▸ Фрагмент для чтения
○ ○ ○

Но сомнение, которое таким образом социально и проникнуто живым сочувствием, и которое, хотя и требует жертв, не разрушает веру, а лишь делает веру активной, а реальность — достижением, может рассматриваться здесь еще в одном аспекте. Оно показывает человечество, использующее или расходующее, вместо того чтобы накапливать или выбрасывать, любые ресурсы знания и веры, развитых привычек и личных ассоциаций, которые накапливает жизнь. Некоторые сомневающиеся, как говорят люди в деловом мире, инвестируют то, что имеют; некоторые спекулируют. Некоторые консервативны, даже боязливы; некоторые очень опрометчивы. И все же сомнение как расход необходимо всем, кто хочет наслаждаться надлежащим, естественным приращением своих владений, и в то время как опрометчивые, будь то нарушители или реформаторы, сенсуалисты или материалисты, или столь же непрактичные идеалисты, могут одним махом выиграть или потерять великие богатства ума или духа, боязливые и ультраконсервативные, «практичные» и конвенциональные, не менее зависимы от случая. Есть также нувориши и аристократические бедняки, и те и другие решительно напоминают нам, что реальное использование того, что мы имеем, — это не только долг, но и очень трезвый долг. Накапливать вслепую или тратить опрометчиво — значит рисковать неразумно, возможно, потерять все, или, если выиграть, то выиграть праздно; в то время как использовать хорошо, сомневаться ясно и честно, сомневаться даже в своей вере, сомневаться только ради более полного смысла, ради более широкой и глубокой жизни, ради более богатого общения — значит лично заработать непреходящее духовное сокровище.

○ ○ ○

▸ Предоставленные строки
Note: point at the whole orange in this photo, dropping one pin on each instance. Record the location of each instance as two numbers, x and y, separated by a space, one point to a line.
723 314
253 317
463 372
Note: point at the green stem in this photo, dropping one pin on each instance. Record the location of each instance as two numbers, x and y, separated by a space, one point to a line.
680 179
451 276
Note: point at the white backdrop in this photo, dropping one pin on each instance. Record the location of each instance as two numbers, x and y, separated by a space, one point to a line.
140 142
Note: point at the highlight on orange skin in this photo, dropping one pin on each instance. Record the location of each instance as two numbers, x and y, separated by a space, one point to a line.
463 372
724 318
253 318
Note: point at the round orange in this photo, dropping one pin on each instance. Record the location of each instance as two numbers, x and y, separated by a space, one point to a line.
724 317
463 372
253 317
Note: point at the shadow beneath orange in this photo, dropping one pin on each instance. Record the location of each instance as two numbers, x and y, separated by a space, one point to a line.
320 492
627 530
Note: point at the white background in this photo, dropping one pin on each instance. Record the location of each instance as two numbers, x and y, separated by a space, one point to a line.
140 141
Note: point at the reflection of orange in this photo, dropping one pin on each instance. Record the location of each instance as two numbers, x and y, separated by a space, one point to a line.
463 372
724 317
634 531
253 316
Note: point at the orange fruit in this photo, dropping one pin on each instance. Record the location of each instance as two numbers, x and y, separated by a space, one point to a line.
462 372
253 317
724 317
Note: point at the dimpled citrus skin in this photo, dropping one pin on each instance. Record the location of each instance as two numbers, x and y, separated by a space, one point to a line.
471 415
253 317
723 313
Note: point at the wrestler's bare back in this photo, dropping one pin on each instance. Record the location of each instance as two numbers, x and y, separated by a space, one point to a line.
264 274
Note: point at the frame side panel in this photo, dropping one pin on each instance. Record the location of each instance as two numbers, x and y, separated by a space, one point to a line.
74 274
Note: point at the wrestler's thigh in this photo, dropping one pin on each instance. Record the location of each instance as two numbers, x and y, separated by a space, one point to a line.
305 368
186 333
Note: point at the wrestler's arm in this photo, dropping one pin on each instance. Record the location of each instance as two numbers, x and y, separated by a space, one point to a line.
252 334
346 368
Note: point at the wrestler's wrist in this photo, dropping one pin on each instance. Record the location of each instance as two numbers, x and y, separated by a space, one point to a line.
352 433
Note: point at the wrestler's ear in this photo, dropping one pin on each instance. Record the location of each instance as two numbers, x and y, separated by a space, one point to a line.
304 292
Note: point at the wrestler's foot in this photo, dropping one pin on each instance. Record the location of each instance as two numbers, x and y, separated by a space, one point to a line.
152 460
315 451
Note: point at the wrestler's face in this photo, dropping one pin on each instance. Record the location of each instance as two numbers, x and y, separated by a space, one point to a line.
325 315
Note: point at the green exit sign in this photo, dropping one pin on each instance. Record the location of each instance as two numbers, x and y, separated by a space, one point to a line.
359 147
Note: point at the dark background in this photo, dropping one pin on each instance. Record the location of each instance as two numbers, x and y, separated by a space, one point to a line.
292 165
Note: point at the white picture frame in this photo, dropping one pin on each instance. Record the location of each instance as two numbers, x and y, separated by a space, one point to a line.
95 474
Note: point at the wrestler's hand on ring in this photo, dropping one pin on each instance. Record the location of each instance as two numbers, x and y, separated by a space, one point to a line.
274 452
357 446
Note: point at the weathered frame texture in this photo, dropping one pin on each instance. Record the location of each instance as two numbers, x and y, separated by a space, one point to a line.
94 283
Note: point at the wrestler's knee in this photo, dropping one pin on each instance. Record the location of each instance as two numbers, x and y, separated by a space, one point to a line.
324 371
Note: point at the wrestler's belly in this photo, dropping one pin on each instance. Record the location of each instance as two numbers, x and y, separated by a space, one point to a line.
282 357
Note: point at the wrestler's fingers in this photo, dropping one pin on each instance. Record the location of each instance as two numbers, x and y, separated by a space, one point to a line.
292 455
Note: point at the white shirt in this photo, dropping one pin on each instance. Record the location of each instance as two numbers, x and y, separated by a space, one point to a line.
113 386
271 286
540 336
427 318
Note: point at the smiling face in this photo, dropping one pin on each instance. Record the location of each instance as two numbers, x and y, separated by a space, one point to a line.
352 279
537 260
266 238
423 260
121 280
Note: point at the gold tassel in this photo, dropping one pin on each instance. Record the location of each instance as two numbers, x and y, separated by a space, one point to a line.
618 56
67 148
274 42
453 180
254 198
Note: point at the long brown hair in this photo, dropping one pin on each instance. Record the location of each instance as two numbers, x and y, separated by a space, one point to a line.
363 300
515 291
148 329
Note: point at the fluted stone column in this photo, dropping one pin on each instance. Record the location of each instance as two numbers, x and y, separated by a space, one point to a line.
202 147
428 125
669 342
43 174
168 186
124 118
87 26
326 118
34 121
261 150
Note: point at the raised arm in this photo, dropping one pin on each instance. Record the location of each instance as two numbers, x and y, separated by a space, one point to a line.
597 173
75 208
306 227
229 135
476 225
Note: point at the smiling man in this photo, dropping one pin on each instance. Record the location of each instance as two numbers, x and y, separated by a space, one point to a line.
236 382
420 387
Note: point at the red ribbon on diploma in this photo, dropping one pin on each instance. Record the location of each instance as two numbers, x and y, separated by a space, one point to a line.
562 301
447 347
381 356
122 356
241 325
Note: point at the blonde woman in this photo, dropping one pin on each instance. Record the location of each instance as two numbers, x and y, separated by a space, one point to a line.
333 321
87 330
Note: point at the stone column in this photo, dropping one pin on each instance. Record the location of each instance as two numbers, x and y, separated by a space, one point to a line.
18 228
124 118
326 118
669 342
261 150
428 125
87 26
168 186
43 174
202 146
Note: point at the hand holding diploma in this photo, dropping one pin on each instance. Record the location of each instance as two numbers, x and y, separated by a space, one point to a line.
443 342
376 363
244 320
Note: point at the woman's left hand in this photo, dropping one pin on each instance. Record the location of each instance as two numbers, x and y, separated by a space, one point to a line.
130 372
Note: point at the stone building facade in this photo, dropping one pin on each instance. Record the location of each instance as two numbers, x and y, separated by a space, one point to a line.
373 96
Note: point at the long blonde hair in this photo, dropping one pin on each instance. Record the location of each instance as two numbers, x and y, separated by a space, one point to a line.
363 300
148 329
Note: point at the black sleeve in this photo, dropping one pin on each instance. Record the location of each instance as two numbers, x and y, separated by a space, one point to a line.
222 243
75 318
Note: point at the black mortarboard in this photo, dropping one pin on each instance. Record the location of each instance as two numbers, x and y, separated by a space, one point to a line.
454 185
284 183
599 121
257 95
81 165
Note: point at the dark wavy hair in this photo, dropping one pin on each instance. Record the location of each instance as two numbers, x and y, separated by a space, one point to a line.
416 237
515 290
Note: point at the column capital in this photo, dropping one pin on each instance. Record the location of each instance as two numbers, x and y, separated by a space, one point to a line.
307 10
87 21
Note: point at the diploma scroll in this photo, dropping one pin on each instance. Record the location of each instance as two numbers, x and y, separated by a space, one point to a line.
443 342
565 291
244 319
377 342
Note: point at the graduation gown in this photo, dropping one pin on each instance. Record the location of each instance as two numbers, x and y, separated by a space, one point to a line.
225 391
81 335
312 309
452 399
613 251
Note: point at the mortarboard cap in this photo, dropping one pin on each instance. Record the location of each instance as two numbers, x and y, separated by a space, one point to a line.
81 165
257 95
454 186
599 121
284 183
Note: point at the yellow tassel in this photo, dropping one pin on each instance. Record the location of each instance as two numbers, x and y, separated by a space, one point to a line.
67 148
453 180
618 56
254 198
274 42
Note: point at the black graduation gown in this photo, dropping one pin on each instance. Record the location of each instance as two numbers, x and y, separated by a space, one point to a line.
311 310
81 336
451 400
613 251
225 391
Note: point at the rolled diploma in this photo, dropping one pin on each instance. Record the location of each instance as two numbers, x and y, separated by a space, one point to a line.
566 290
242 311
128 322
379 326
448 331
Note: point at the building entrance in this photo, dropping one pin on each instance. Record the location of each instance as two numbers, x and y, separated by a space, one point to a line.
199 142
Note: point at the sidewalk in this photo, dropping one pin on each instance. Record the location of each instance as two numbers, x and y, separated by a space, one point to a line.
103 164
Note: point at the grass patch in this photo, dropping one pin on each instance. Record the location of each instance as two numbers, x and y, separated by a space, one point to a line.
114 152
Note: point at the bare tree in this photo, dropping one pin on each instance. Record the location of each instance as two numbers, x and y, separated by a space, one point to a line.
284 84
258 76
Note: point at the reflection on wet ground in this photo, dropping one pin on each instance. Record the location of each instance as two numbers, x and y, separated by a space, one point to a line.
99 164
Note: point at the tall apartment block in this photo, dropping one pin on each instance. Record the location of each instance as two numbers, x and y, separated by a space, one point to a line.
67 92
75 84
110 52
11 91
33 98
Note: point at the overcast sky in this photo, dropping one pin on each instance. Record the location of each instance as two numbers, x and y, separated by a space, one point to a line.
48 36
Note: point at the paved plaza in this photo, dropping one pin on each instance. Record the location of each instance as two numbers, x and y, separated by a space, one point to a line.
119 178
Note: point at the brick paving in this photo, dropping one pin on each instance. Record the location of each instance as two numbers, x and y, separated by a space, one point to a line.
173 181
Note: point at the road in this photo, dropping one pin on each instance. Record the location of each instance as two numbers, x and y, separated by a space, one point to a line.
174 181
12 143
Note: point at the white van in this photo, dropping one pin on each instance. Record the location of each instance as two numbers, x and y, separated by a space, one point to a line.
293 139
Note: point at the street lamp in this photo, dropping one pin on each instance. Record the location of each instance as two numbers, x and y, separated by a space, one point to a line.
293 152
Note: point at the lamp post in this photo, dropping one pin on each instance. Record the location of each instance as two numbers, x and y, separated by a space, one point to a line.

○ ○ ○

▸ Задания
[1] Чем, по словам фрагмента о сомнении, является реальное использование того, что мы имеем?
[2] Назовите всех, кого фрагмент о сомнении перечисляет в качестве опрометчивых.

▸ Ответы
[1] Не только долгом, но и очень трезвым долгом.

[2] Нарушители, реформаторы, сенсуалисты, материалисты, непрактичные идеалисты.